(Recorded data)
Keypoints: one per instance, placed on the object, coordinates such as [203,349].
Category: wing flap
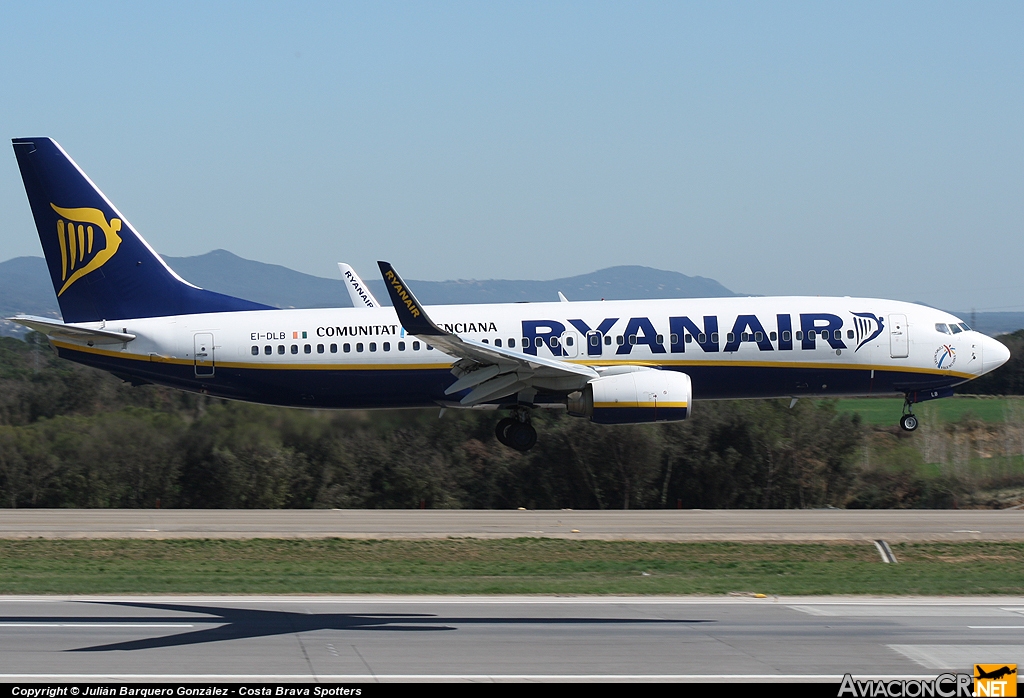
[71,331]
[491,372]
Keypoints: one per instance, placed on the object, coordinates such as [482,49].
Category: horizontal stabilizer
[72,332]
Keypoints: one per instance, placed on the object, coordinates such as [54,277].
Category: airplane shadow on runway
[239,623]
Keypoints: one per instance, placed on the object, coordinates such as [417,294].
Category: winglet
[357,291]
[411,312]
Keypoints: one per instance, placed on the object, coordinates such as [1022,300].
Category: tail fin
[100,267]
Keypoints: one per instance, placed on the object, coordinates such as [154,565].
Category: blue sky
[816,148]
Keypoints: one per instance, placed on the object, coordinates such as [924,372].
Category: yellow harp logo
[76,231]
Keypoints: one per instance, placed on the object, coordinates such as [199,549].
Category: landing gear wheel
[520,435]
[502,430]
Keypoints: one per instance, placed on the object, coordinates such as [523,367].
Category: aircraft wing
[357,291]
[491,372]
[52,328]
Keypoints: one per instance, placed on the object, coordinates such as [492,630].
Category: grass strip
[505,566]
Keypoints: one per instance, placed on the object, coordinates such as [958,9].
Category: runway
[388,639]
[739,525]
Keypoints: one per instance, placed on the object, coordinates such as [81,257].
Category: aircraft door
[570,344]
[899,344]
[203,355]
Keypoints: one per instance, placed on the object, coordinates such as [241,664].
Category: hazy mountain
[25,287]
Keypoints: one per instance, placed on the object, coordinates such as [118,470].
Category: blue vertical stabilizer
[100,267]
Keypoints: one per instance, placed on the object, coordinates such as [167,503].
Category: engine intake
[638,397]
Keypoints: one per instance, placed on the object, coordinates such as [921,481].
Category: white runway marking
[960,657]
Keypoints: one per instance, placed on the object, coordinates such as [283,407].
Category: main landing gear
[516,431]
[908,422]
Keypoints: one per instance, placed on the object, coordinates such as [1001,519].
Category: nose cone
[994,354]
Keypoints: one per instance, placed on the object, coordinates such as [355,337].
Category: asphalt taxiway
[894,526]
[510,639]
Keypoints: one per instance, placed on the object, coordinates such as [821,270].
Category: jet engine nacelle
[636,397]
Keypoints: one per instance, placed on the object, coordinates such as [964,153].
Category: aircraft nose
[994,354]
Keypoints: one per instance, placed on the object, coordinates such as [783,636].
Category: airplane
[126,311]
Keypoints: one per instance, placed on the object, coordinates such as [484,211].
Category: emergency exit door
[203,356]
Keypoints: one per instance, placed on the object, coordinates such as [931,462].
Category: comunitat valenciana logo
[988,680]
[87,242]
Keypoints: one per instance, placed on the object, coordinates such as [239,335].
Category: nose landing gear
[908,423]
[516,431]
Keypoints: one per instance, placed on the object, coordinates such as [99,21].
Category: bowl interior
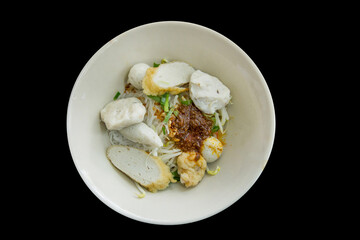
[249,137]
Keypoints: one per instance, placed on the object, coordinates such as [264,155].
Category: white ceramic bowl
[250,132]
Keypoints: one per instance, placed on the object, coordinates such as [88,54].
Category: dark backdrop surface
[275,41]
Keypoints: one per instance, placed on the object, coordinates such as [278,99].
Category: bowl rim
[129,214]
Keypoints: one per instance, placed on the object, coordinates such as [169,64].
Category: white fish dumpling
[137,74]
[208,92]
[123,113]
[142,133]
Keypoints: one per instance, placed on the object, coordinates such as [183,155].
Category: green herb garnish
[156,98]
[166,103]
[215,129]
[186,103]
[116,95]
[168,115]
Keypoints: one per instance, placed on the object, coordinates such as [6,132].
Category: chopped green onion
[168,115]
[166,104]
[176,175]
[215,129]
[156,98]
[186,103]
[116,95]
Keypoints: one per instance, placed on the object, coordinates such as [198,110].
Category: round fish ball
[211,149]
[137,74]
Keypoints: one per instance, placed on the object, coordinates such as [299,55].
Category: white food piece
[211,149]
[137,74]
[142,133]
[123,113]
[191,169]
[168,77]
[208,92]
[149,171]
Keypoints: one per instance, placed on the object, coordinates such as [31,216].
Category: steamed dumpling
[167,77]
[123,113]
[137,74]
[208,92]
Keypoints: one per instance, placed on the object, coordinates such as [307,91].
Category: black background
[280,203]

→ **AIM**
Rewrite all of the data above with "Category" renamed to "Object class" throughout, leaving every other line unchanged. Omit the pictures from your answer.

→ **THE OUTPUT**
Keypoints: one per instance, placed on the object, coordinates such as [203,349].
Object class: wing flap
[71,331]
[491,372]
Keypoints: one per instance, placed on the object, coordinates such as [482,49].
Object class: horizontal stabilizer
[72,332]
Keypoints: one per instance, placed on the object, coordinates such as [54,277].
Object class: airplane shadow on runway
[239,623]
Keypoints: one per instance, placed on the object, coordinates such as [417,294].
Object class: winglet
[357,291]
[411,312]
Keypoints: one per instance, placed on the object, coordinates such as [1022,300].
Object class: tail fin
[100,267]
Keypoints: one per instance, placed on the object, coordinates such as [154,565].
Object class: blue sky
[816,148]
Keypoints: one per instance, placed on the object, coordinates such as [924,372].
Object class: yellow harp logo
[76,231]
Keypoints: one per instance, placed on the object, coordinates such as [199,549].
Object class: landing gear wheel
[520,435]
[502,430]
Keypoints: one per instance, placed on the object, coordinates such as [523,367].
Object class: aircraft wing
[357,291]
[491,372]
[52,328]
Keypoints: one per instance, placed on the object, coordinates such as [492,630].
Object class: grass strip
[505,566]
Keypoints: one per instance, placed on the object, coordinates such as [958,9].
Object class: runway
[388,639]
[739,525]
Keypoints: one per instance, placed on the object, coordinates such as [81,257].
Object class: aircraft door
[570,344]
[899,344]
[203,355]
Keypoints: one per instance, placed on the object, coordinates such as [241,664].
Object class: hazy mountain
[25,287]
Keypoints: one per instance, placed on the object, coordinates such as [118,470].
Object class: blue vertical stabilizer
[100,267]
Keypoints: one per instance, placed on the object, coordinates such as [167,503].
Object class: engine intake
[638,397]
Keypoints: one per instance, placed on the object, coordinates such as [921,481].
Object class: white runway marking
[960,657]
Keypoints: one per instance, placed on the object, coordinates such as [283,407].
Object class: main landing gear
[516,431]
[908,422]
Keypoints: one per instance, placed on the object, coordinates such as [1001,519].
Object class: nose cone
[994,354]
Keypoints: one per instance, placed on the object, coordinates such as [355,337].
Object class: asphalt taxiway
[894,526]
[510,639]
Keypoints: one per instance, placed on the object, coordinates such as [821,270].
Object class: jet engine nacelle
[636,397]
Keypoints: one per instance, placed on the object, coordinates such as [964,153].
Object class: aircraft nose
[994,354]
Keypoints: one per instance, placed on the object, coordinates such as [783,636].
Object class: airplane
[126,311]
Keypoints: one per instance, placed on the object, coordinates such as [484,211].
Object class: emergency exit door
[203,356]
Keypoints: one per instance, placed on the object, coordinates such as [931,462].
Object class: comunitat valenciana logo
[988,680]
[87,242]
Keypoints: one per instance, placed on the object, coordinates such as [239,335].
Object class: nose landing gear
[908,423]
[516,431]
Keypoints: one per instance, placed on the object, coordinates such as [99,21].
Object class: bowl interior
[249,137]
Keypoints: one per instance, placed on the object, coordinates such as [264,155].
Object class: white ceramic bowl
[250,132]
Keypoints: one per instance, placed on the object, coordinates such as [88,54].
Object class: dark backdrop surface
[275,41]
Keypoints: one per instance, placed on the object, coordinates such as [278,99].
Object class: bowl rim
[129,214]
Keypoints: one per instance, placed on the object, coordinates such as [169,64].
Object class: white fish dumpling
[137,74]
[208,92]
[123,113]
[142,133]
Keypoints: one per instance, placed on the object, coordinates such as [183,155].
Object class: green herb garnish
[156,98]
[166,103]
[215,129]
[186,103]
[116,95]
[168,115]
Keypoints: one per instance, placed on the object, coordinates such as [6,132].
Object class: chopped green onion
[168,115]
[166,104]
[176,175]
[215,129]
[156,98]
[186,103]
[116,95]
Keypoints: one per instance, placed on the object, coordinates such as [198,110].
Object class: round fish ball
[211,149]
[137,74]
Keypoints: one per instance, placed on the object, coordinates such as [299,55].
Object class: white food piece
[211,149]
[137,74]
[142,133]
[123,113]
[191,169]
[168,77]
[208,92]
[149,171]
Keypoints: one per instance, placed on the object, coordinates such as [31,216].
Object class: steamed dumpling
[167,77]
[123,113]
[137,74]
[208,92]
Keypoints: one per instance, placed on the object, coordinates such as [307,91].
Object class: black background
[280,203]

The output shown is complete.